### EXERCISE BRIEF
Output only the span of lines that begins at the line containing "positive clicks: (156, 160)" and ends at the last line of the data, both included, exactly as they appear.
=== INPUT DATA ===
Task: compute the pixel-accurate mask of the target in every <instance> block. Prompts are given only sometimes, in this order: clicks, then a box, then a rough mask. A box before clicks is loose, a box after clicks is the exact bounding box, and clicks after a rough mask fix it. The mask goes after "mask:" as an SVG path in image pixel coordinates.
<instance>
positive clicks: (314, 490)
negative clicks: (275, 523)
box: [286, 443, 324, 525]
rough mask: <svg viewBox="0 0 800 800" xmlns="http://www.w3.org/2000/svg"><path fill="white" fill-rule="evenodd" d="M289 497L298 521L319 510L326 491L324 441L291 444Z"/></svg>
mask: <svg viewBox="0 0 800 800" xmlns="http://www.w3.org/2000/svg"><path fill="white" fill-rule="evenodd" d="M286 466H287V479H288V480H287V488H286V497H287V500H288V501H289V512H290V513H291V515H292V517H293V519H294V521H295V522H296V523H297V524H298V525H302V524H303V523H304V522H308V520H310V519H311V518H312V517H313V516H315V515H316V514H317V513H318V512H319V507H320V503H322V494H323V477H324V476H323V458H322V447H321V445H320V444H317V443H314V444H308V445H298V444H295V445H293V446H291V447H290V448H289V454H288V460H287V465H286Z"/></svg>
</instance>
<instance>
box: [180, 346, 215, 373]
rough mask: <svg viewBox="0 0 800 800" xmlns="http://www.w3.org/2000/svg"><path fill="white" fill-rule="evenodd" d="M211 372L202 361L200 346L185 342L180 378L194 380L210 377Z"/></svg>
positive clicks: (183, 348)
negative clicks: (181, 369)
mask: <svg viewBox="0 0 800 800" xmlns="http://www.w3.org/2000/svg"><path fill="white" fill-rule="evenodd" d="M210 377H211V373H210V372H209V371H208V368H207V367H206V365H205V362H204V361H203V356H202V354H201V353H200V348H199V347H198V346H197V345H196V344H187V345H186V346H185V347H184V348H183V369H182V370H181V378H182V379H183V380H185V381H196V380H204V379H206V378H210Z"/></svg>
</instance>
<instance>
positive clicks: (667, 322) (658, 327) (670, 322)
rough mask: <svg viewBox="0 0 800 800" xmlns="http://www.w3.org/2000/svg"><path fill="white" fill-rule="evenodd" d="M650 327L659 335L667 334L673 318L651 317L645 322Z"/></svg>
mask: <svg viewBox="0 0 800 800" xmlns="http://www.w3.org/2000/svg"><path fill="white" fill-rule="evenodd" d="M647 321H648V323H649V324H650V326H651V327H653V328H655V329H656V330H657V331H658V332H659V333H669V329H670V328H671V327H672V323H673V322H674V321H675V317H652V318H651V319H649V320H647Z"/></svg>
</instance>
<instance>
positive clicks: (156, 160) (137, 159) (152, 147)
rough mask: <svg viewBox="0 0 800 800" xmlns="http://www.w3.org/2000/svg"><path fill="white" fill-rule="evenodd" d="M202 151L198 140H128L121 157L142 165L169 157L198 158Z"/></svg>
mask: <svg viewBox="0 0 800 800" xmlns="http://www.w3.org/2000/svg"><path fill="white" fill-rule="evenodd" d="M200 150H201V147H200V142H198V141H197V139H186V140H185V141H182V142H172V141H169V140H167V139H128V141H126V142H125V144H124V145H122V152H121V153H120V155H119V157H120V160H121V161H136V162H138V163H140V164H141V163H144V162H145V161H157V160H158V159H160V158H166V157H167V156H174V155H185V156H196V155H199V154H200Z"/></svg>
===
### TASK ANSWER
positive clicks: (156, 160) (137, 159) (152, 147)
rough mask: <svg viewBox="0 0 800 800" xmlns="http://www.w3.org/2000/svg"><path fill="white" fill-rule="evenodd" d="M202 151L198 140H128L121 157L142 165L169 157L198 158Z"/></svg>
mask: <svg viewBox="0 0 800 800" xmlns="http://www.w3.org/2000/svg"><path fill="white" fill-rule="evenodd" d="M200 150H201V147H200V142H198V141H197V139H186V140H185V141H182V142H172V141H169V140H167V139H128V141H126V142H125V144H124V145H122V152H121V153H120V155H119V157H120V160H121V161H136V162H138V163H140V164H141V163H144V162H145V161H157V160H158V159H160V158H166V157H167V156H174V155H185V156H196V155H199V154H200Z"/></svg>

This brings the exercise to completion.